-- START OF Provided material --

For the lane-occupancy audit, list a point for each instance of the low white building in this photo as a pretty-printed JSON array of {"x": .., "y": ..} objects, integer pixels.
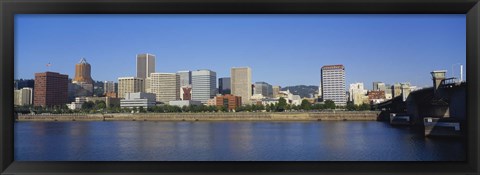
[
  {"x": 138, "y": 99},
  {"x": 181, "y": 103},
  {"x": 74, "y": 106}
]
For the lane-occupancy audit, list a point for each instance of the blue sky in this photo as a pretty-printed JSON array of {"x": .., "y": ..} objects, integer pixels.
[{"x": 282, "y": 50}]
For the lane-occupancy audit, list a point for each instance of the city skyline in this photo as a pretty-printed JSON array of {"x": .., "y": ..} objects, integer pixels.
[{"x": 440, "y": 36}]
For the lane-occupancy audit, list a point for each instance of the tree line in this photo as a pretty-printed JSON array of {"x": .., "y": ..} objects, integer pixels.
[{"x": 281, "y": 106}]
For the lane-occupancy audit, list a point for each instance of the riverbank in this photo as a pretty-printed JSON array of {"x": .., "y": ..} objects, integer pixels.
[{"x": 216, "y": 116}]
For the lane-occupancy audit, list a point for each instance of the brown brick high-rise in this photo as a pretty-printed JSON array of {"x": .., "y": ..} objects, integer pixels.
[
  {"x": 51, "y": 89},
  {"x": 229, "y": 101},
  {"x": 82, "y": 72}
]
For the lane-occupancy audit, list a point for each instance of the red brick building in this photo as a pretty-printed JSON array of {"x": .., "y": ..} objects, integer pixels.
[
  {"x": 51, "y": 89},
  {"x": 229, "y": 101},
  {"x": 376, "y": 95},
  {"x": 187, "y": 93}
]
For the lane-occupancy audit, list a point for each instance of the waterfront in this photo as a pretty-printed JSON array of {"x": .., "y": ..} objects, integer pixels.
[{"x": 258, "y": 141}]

-- END OF Provided material --
-- START OF Provided material --

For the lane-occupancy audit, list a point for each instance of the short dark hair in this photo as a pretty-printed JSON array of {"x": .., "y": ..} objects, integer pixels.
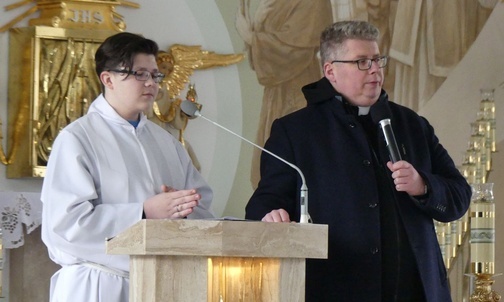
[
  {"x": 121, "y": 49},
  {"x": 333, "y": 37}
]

-- END OF Provided material --

__Task description__: Count the lines above that contain the word "building", treating uppercase and lowercase as different, and give only the number.

__Problem solution__: 2